PROBLEM STATEMENT: Write out the listing in full, matching it word for word.

TASK DATA:

•••

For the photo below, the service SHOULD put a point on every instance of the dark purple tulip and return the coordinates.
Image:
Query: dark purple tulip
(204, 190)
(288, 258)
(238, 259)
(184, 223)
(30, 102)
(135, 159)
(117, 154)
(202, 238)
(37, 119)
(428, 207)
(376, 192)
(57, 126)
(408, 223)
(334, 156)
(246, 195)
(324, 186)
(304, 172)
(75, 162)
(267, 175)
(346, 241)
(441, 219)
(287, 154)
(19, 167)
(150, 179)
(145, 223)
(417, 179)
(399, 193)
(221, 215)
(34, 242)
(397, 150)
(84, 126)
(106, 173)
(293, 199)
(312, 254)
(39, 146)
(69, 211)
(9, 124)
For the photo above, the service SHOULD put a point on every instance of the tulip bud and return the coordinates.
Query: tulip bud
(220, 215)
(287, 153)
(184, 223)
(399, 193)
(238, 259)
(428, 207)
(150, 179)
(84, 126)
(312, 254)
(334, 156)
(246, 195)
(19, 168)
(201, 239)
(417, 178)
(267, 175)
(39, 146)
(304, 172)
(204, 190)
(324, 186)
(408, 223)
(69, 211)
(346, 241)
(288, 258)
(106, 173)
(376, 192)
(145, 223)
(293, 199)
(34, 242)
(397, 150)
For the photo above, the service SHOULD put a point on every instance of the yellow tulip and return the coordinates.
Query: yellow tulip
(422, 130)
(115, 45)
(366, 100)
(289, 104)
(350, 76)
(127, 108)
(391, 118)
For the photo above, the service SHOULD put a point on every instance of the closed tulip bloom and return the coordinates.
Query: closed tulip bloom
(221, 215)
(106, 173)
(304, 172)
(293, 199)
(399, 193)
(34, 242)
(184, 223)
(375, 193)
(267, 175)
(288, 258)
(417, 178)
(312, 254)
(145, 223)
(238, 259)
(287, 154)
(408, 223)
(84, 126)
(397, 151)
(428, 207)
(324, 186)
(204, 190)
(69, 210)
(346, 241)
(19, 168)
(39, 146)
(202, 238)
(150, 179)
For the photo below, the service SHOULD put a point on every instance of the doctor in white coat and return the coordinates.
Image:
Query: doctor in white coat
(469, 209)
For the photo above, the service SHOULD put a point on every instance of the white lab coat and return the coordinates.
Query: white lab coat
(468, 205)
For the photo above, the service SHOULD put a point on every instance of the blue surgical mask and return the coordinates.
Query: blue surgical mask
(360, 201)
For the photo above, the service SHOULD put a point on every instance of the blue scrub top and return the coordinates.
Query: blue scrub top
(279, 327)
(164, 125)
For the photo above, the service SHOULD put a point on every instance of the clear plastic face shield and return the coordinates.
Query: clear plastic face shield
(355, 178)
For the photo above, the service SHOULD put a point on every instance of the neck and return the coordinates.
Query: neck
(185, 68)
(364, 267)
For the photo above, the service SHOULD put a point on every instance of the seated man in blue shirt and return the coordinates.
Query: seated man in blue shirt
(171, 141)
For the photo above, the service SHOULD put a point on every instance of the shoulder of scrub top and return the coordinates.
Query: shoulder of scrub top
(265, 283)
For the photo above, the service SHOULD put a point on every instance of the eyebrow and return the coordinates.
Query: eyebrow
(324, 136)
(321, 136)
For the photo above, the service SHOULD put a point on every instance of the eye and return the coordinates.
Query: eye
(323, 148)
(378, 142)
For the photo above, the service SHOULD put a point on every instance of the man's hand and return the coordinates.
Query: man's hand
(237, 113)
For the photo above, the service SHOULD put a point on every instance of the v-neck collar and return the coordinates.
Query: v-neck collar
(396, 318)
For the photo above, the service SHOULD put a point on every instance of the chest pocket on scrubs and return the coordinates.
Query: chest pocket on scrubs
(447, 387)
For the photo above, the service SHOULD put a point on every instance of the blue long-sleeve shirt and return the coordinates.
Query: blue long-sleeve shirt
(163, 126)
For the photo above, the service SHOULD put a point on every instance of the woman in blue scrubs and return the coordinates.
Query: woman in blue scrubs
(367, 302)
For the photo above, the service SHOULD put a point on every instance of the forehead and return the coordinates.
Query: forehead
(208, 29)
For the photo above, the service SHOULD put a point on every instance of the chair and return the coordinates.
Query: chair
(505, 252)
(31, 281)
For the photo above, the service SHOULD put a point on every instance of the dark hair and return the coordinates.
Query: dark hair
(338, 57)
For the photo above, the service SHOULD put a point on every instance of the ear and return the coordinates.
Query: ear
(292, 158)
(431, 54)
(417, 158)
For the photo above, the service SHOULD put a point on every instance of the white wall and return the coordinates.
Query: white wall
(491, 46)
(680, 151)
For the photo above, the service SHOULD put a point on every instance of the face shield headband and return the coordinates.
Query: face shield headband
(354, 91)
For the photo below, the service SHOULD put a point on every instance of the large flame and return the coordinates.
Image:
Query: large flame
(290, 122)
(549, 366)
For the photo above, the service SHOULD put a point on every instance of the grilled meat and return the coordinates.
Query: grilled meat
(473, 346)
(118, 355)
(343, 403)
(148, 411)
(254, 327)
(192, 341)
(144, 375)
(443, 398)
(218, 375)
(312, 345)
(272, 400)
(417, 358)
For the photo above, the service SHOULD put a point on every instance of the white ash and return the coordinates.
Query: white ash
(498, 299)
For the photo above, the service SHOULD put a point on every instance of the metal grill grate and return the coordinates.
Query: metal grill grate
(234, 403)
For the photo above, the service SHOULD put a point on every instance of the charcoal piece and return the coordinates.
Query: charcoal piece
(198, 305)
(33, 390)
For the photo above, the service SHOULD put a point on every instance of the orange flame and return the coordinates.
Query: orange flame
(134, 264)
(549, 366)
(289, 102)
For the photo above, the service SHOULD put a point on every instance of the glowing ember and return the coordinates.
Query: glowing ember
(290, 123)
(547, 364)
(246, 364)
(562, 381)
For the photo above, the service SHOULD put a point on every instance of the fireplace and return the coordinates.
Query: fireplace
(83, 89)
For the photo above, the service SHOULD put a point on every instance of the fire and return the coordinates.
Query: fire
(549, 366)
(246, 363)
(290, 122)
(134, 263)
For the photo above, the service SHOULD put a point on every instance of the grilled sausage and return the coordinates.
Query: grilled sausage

•••

ANSWER TO THE EXERCISE:
For the photo below, the service SHOULD put a point on every instance of the dark purple tulip and return the coordinates.
Image:
Query: dark purple tulip
(204, 190)
(288, 258)
(238, 259)
(184, 223)
(30, 102)
(135, 159)
(117, 154)
(202, 238)
(37, 119)
(428, 207)
(376, 192)
(57, 126)
(408, 223)
(334, 156)
(246, 195)
(324, 186)
(304, 172)
(75, 162)
(267, 175)
(346, 241)
(441, 219)
(287, 154)
(19, 167)
(150, 179)
(145, 223)
(417, 179)
(399, 193)
(221, 215)
(34, 242)
(397, 150)
(84, 126)
(106, 173)
(293, 199)
(312, 254)
(39, 146)
(69, 211)
(9, 124)
For the photo above, the service SHOULD put a point on every instance of the tulip bud and return the coordinates.
Query: tulip bud
(220, 215)
(287, 153)
(184, 223)
(399, 193)
(238, 259)
(428, 207)
(150, 179)
(84, 126)
(312, 254)
(334, 156)
(246, 195)
(19, 168)
(201, 239)
(417, 178)
(267, 175)
(39, 146)
(304, 172)
(204, 190)
(324, 186)
(408, 223)
(69, 211)
(346, 241)
(288, 258)
(106, 173)
(376, 192)
(145, 223)
(293, 199)
(34, 242)
(397, 150)
For the photo above, the service SHOULD put a point on every instance of the yellow tulip and return the coordinates.
Query: yellow tulip
(422, 130)
(115, 45)
(366, 100)
(289, 104)
(350, 76)
(127, 108)
(391, 118)
For the photo above, the service SHOULD put a point on every instance of the closed tulip bloom and return the coordinates.
Query: closed tulip bloom
(221, 215)
(106, 173)
(304, 172)
(293, 199)
(399, 193)
(34, 242)
(184, 223)
(375, 193)
(267, 175)
(288, 258)
(417, 178)
(312, 254)
(145, 223)
(238, 259)
(287, 154)
(408, 223)
(84, 126)
(397, 151)
(428, 207)
(324, 186)
(204, 190)
(69, 210)
(346, 241)
(19, 168)
(39, 146)
(202, 238)
(150, 179)
For the photo below, the service SHOULD put a point on every instance of the doctor in white coat and return the coordinates.
Image:
Query: doctor in white coat
(469, 209)
For the photo above, the service SHOULD put a point on every instance of the white lab coat and return the coordinates.
Query: white lab coat
(468, 205)
For the photo above, the service SHOULD put a point on every instance of the blue surgical mask and return the coordinates.
Query: blue surgical mask
(360, 201)
For the photo above, the service SHOULD put a point on every instance of the blue scrub top and return the coordinates.
Query: blue scrub top
(279, 327)
(164, 125)
For the photo above, the service SHOULD put a point on every instance of the clear plastic face shield and return the coordinates.
Query: clear plastic face shield
(355, 178)
For the photo above, the service SHOULD put a point on every instance of the neck and return the coordinates.
Query: neck
(185, 68)
(364, 267)
For the photo above, the service SHOULD put a point on every instance of the seated man in blue shirt and return the coordinates.
Query: seated man in blue shirt
(171, 141)
For the photo above, the service SHOULD put a point on every instance of the shoulder of scrub top and return the coordinates.
Query: shoulder of scrub top
(265, 283)
For the photo above, the service SHOULD put a point on every instance of the eyebrow and return the coordinates.
Query: eyebrow
(324, 136)
(321, 136)
For the photo above, the service SHOULD put a point on every instance of the eye and return the coordinates.
Query: eye
(323, 148)
(378, 142)
For the photo above, the service SHOULD put a point on every instance of the man's hand and return the coordinates.
Query: man's hand
(237, 113)
For the photo above, the service SHOULD put a point on every instance of the v-neck collar and return the coordinates.
Query: v-neck collar
(396, 318)
For the photo above, the service SHOULD put a point on every instance of the chest pocket on scrubs and return the coordinates.
Query: chest pocket on scrubs
(447, 387)
For the photo above, the service SHOULD put a point on every instance of the blue long-sleeve shirt and return the coordinates.
Query: blue long-sleeve shirt
(163, 126)
For the photo above, the service SHOULD put a point on every instance of the woman in blue scrubs and return the coordinates.
Query: woman in blue scrubs
(367, 302)
For the photo above, the service SHOULD put a point on every instance of the forehead and return the coordinates.
Query: forehead
(208, 29)
For the photo above, the service SHOULD put a point on every instance of the chair and return the coordinates.
Query: chair
(505, 252)
(31, 281)
For the photo above, the service SHOULD put a point on every instance of the dark hair and return the coordinates.
Query: dark hair
(338, 57)
For the photo above, the service SHOULD put a point on every instance of the ear and return the coordinates.
Query: ear
(292, 158)
(431, 54)
(417, 158)
For the photo above, the service SHOULD put a point on every instance of the white wall and return the coordinates.
Query: white wall
(491, 46)
(680, 151)
For the photo above, the service SHOULD put a point on every instance of the face shield headband and return the coordinates.
Query: face shield headband
(354, 91)
For the photo below, the service SHOULD put a point on every instance of the large flame and return the coordinates.
Image:
Query: large flame
(290, 122)
(549, 366)
For the photo above, the service SHOULD put a point on every instance of the grilled meat and return the coordinates.
Query: grilled meat
(473, 346)
(118, 355)
(343, 403)
(148, 411)
(254, 327)
(192, 341)
(144, 375)
(443, 398)
(218, 375)
(312, 345)
(272, 400)
(417, 358)
For the photo above, the service SHOULD put a point on every instance of the white ash and return the coordinates.
Query: white ash
(498, 299)
For the photo above, the service SHOULD put a point on every instance of the metal grill grate and return the coordinates.
Query: metal grill grate
(234, 403)
For the photo above, the service SHOULD put a point on every instance of the charcoal piece and return the coordinates.
Query: charcoal piece
(198, 305)
(33, 390)
For the photo above, the service SHOULD put a point on every instance of the orange flame and return the coordinates.
Query: orange flame
(134, 264)
(549, 366)
(289, 102)
For the photo above, the service SHOULD put a point on every instance of the glowing ember and return the coordinates.
Query: glowing ember
(290, 123)
(547, 364)
(246, 364)
(562, 381)
For the photo above, the service SHOULD put a point on every instance of the fireplace and return the coordinates.
Query: fireplace
(83, 89)
For the photo above, the service SHOULD put a point on every instance of the fire and return the coordinates.
Query: fire
(549, 366)
(246, 363)
(290, 122)
(134, 263)
For the photo above, the service SHOULD put a point on every instance of the grilled sausage and return the coordinates.
Query: grilled sausage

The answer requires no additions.